Aim of the task: Set down every entry exactly as given. Pictures are to be left out.

Supplied data:
* * * * * * * * *

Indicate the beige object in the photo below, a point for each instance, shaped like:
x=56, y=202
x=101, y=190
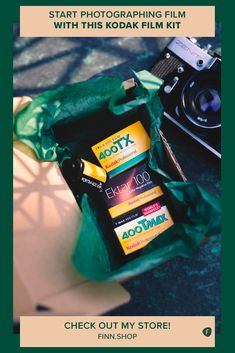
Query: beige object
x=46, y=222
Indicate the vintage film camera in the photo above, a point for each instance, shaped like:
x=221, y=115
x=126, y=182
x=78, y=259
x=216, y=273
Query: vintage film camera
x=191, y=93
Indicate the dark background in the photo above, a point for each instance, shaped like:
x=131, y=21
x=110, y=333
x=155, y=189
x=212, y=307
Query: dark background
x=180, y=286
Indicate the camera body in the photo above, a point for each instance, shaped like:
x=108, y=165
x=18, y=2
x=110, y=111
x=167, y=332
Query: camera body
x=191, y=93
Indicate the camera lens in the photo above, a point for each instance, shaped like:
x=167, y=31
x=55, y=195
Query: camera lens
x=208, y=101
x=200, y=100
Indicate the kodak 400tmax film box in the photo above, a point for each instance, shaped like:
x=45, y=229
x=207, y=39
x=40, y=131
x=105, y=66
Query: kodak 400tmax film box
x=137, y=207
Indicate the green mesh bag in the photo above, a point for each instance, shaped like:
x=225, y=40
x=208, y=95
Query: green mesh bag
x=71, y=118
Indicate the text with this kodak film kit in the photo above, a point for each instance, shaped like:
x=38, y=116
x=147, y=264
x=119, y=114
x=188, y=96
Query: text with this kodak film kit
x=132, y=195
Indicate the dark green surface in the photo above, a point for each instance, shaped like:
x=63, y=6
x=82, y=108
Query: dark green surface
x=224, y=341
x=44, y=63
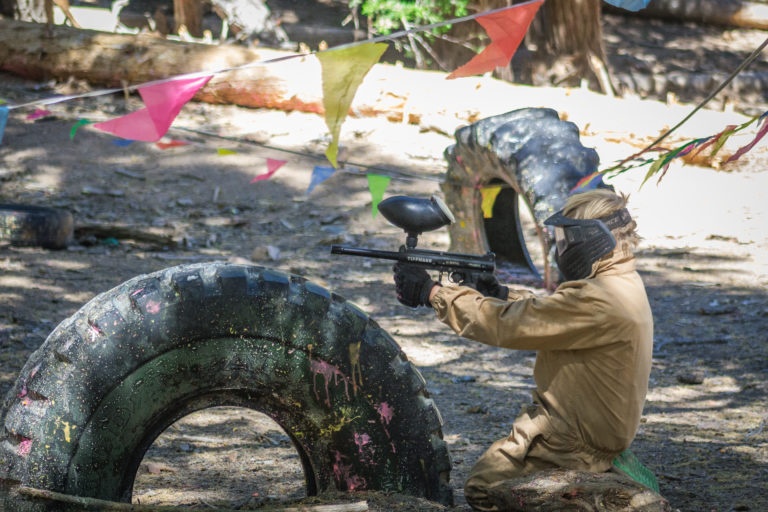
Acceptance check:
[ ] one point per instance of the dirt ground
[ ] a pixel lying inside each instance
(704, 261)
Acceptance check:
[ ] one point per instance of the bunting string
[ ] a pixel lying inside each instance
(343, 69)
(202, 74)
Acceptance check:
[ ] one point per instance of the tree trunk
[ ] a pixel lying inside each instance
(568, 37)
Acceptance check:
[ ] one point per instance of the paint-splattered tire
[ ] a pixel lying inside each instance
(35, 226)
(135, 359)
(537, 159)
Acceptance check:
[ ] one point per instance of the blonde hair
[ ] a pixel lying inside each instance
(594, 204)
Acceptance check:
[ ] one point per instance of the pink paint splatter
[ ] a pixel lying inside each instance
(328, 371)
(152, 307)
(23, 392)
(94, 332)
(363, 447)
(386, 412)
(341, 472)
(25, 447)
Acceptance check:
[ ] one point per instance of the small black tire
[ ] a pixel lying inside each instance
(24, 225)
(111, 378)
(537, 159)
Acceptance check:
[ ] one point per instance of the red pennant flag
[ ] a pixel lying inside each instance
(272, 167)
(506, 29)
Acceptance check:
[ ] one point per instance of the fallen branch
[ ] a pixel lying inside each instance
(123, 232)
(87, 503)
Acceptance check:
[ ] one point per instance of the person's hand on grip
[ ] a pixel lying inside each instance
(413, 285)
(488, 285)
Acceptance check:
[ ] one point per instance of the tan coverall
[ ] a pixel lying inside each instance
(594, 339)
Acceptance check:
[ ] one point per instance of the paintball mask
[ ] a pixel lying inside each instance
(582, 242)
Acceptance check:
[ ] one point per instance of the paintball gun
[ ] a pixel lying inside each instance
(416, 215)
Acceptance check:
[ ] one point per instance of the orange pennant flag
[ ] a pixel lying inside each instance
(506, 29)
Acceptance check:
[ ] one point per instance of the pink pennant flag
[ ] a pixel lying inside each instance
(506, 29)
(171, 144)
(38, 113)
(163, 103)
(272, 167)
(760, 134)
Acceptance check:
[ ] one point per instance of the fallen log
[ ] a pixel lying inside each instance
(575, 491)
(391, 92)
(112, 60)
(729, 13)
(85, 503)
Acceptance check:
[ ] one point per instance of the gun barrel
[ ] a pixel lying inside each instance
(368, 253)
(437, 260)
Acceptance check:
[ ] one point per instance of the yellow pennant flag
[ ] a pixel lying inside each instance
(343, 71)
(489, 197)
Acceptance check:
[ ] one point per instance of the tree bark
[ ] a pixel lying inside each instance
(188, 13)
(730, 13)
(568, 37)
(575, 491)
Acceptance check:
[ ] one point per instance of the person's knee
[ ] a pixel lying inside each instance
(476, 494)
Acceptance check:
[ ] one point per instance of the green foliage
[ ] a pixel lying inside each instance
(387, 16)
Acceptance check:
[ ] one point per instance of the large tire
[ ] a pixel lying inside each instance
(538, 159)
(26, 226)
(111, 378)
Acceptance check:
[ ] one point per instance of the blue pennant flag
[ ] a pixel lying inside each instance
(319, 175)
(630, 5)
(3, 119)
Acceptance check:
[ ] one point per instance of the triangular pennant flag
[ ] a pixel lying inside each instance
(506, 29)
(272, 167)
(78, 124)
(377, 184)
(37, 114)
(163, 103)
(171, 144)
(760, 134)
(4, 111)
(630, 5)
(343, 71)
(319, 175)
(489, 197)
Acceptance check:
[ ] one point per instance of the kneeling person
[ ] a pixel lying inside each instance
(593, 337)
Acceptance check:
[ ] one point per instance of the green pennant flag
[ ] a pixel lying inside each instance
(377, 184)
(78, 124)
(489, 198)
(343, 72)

* * * * * * * * *

Output for this exercise:
Indicate the beige object in the photo below, a point for each instance, shaped like:
x=56, y=202
x=101, y=190
Query: beige object
x=46, y=222
Indicate the vintage film camera in the photo above, a point for each instance, shaped like:
x=221, y=115
x=126, y=182
x=78, y=259
x=216, y=273
Query: vintage film camera
x=191, y=93
Indicate the dark background in the photo above, a point for each instance, shaped like:
x=131, y=21
x=110, y=333
x=155, y=189
x=212, y=307
Query: dark background
x=180, y=286
Indicate the camera body in the photo above, a point for each instance, shaped like:
x=108, y=165
x=18, y=2
x=110, y=111
x=167, y=332
Query: camera body
x=191, y=93
Indicate the camera lens in the photo above, a point for each instance, shaped like:
x=167, y=31
x=55, y=195
Query: camera lens
x=208, y=101
x=200, y=100
Indicate the kodak 400tmax film box in the photo above, a point for each instance, shaped like:
x=45, y=229
x=207, y=39
x=40, y=131
x=105, y=66
Query: kodak 400tmax film box
x=137, y=207
Indicate the green mesh bag in the photo above, a point for each instance, shaped like:
x=225, y=40
x=208, y=95
Query: green mesh bag
x=71, y=118
Indicate the text with this kodak film kit in the photo above, a point for each instance, shaped like:
x=38, y=116
x=147, y=264
x=119, y=114
x=188, y=96
Query: text with this kodak film kit
x=132, y=195
Indicate the dark green surface in the photo above, a point for each instance, shaped like:
x=63, y=6
x=82, y=108
Query: dark green surface
x=224, y=341
x=44, y=63
Acceptance check:
[ ] one point per instance of the dirt ground
[ ] a pixel lying inside each instance
(704, 261)
Acceptance check:
[ ] one point per instance of the bunting string
[ ] a pixel lying inside each instance
(343, 69)
(202, 74)
Acceptance check:
[ ] one point per instance of the tree trunk
[ ] a pixel lying inside each instance
(568, 37)
Acceptance check:
[ ] one point per instance of the paint-splattered tire
[ ] a pixel lying inside each instance
(35, 226)
(135, 359)
(537, 159)
Acceptance check:
[ ] one point per instance of the blonde hair
[ ] a pixel lying inside each instance
(594, 204)
Acceptance check:
[ ] one point per instance of the pink paint splatter
[ ] a pixel lying inside each instance
(328, 371)
(152, 307)
(23, 392)
(94, 332)
(363, 447)
(386, 412)
(341, 472)
(25, 447)
Acceptance check:
[ ] one point per instance of the small black tire
[ ] a pixel lying inside each instance
(24, 225)
(111, 378)
(537, 159)
Acceptance check:
[ ] one point per instance of the red pennant flag
[ ] a pixel lying inside each instance
(272, 167)
(506, 29)
Acceptance check:
[ ] one point per instance of the fallen branch
[ ] a pixel lying inside each instance
(123, 232)
(87, 503)
Acceptance check:
[ ] one point per instance of the person's hand on grip
[ ] a pixel lying inside each instance
(413, 285)
(488, 285)
Acceptance check:
[ ] one point per instance of the tan coverall
[ ] a pixel lying inside each instance
(594, 339)
Acceptance check:
[ ] one point per instance of the paintball mask
[ ] a pixel lying inside each instance
(582, 242)
Acceptance check:
[ ] one point per instance of the paintball gun
[ ] a pixel lying inside each instance
(416, 215)
Acceptance check:
[ ] one point per instance of the orange pennant flag
[ ] a pixel lying inside each instance
(506, 29)
Acceptance check:
[ ] one point per instance of the pink pennant flag
[ ] a pixel lying inside each instance
(506, 29)
(171, 144)
(38, 113)
(163, 103)
(272, 167)
(760, 134)
Acceptance check:
[ ] one point per instance of the fallen log
[ ] a pixel lying inside each instance
(575, 491)
(391, 92)
(112, 60)
(729, 13)
(85, 503)
Acceptance check:
[ ] one point per instance of the gun barrel
[ ] a pixel lying inside each instance
(368, 253)
(437, 260)
Acceptance check:
[ ] one point per instance of the yellow pennant flag
[ ] a pixel lying inside each instance
(343, 71)
(489, 197)
Acceptance check:
[ ] one point per instance of the tree bark
[ ] a pixel lying inside each instance
(188, 13)
(730, 13)
(568, 37)
(575, 491)
Acceptance check:
[ ] one point per instance of the person's knee
[ ] a pixel lying inside each instance
(476, 494)
Acceptance check:
[ ] one point per instance of the green foliage
[ ] a pixel lying inside each instance
(387, 16)
Acceptance check:
[ ] one point per instance of the large tire
[ ] a pixel lying inside each instance
(538, 159)
(26, 226)
(111, 378)
Acceptance check:
[ ] one point per instance of the blue pennant flag
[ ] a pixel lying inside each instance
(319, 175)
(630, 5)
(3, 119)
Acceptance check:
[ ] one point per instance of the triangular pennant flag
[ ] a pixel lying inside each instance
(506, 29)
(272, 167)
(78, 124)
(377, 184)
(37, 114)
(163, 103)
(171, 144)
(760, 134)
(4, 111)
(630, 5)
(343, 71)
(319, 175)
(489, 197)
Acceptance check:
[ ] one point per instance of the kneeling person
[ ] a pixel lying inside each instance
(593, 337)
Acceptance check:
[ ] one point per instance of the green pennant flag
[ ] a pixel lying inside each instance
(377, 184)
(78, 124)
(489, 198)
(343, 72)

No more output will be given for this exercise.